AIM OF THE EXERCISE – The answer must consist only of the lines from the line with "the dog's nose" to the line with "the brown dog", both included, exactly as they stand below.

Records excerpted from a collection:
==========

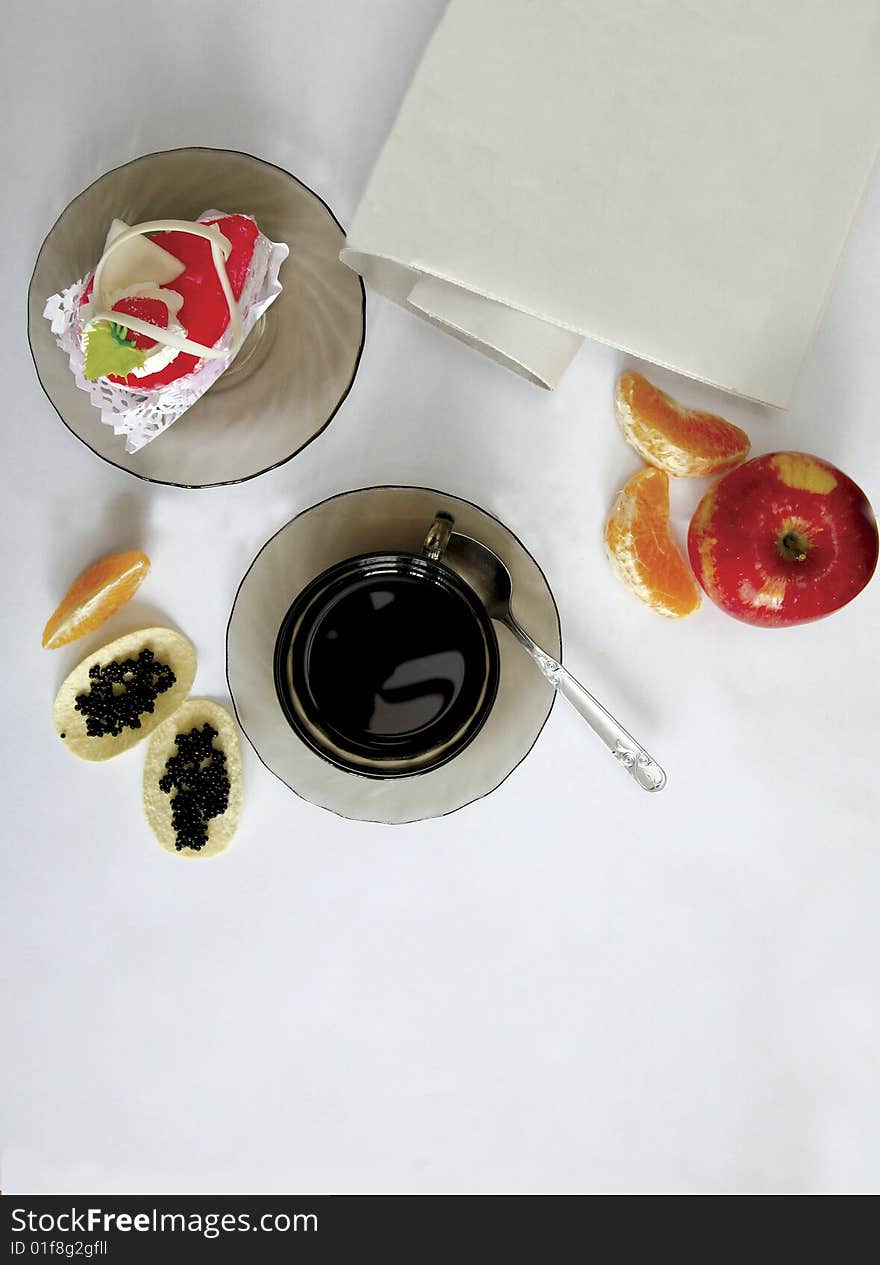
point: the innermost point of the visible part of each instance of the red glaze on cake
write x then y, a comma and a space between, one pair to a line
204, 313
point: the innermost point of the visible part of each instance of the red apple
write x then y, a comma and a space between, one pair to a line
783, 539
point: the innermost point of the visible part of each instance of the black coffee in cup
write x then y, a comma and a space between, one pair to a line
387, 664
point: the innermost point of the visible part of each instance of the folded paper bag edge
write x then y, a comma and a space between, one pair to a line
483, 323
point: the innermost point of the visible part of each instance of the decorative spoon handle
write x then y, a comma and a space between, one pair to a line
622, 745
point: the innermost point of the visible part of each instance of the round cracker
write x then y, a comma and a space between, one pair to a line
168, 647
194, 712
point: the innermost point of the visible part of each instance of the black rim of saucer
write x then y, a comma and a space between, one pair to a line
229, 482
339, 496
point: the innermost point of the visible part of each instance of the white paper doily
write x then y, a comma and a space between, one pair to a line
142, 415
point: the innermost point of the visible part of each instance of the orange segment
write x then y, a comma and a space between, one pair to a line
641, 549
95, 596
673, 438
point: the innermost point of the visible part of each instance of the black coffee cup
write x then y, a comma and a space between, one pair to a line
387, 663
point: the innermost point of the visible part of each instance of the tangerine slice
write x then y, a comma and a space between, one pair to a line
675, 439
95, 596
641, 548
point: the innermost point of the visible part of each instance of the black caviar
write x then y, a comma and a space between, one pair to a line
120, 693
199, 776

==========

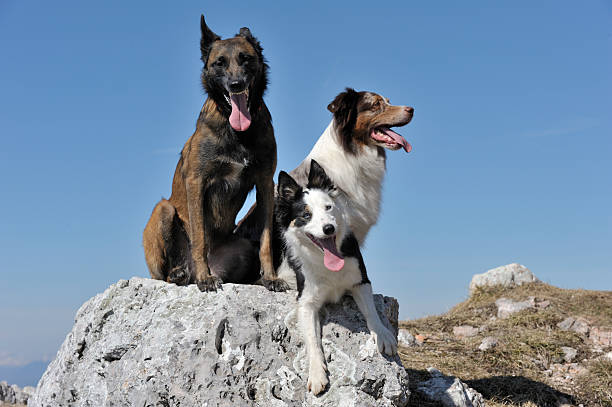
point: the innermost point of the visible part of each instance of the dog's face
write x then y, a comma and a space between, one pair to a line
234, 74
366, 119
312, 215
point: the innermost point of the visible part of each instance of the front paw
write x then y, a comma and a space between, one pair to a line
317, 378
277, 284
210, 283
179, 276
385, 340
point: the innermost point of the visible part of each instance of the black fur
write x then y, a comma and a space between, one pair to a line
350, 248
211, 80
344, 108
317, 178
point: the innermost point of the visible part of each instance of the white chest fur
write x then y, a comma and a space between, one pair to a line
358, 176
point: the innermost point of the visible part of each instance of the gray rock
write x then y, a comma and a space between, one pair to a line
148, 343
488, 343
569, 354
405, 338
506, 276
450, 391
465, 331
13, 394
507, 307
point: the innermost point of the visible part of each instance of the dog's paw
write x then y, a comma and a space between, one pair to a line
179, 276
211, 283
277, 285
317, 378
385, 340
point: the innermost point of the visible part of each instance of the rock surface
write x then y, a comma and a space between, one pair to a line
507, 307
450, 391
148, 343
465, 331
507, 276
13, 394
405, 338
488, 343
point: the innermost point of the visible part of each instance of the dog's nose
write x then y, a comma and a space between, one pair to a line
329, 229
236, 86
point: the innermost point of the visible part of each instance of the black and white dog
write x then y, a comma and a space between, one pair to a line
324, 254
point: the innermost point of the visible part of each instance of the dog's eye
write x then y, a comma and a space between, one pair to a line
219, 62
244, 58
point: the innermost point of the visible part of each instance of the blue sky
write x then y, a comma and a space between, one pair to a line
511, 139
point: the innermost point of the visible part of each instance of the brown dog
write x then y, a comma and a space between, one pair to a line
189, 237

==========

TASK RESULT –
point: the innermost point of the visible part of each instance of the dog's nose
write x then y, a comma and a space between, one pair to a line
329, 229
236, 86
point: the innermost point of the visible part of each instance of the black and white dog
write x then y, a comma and a space between, one pair to a line
324, 254
point: the innermost point of the visible part of each instance of the dog's eye
write x then y, a comma and a space between, one pair to a line
219, 62
244, 58
point: the innermost point of the visible part of each instance of the blue sky
write x then y, a comma and a space between, one pair to a line
511, 139
point: the innermost point of the visible part of each instance of the brown dog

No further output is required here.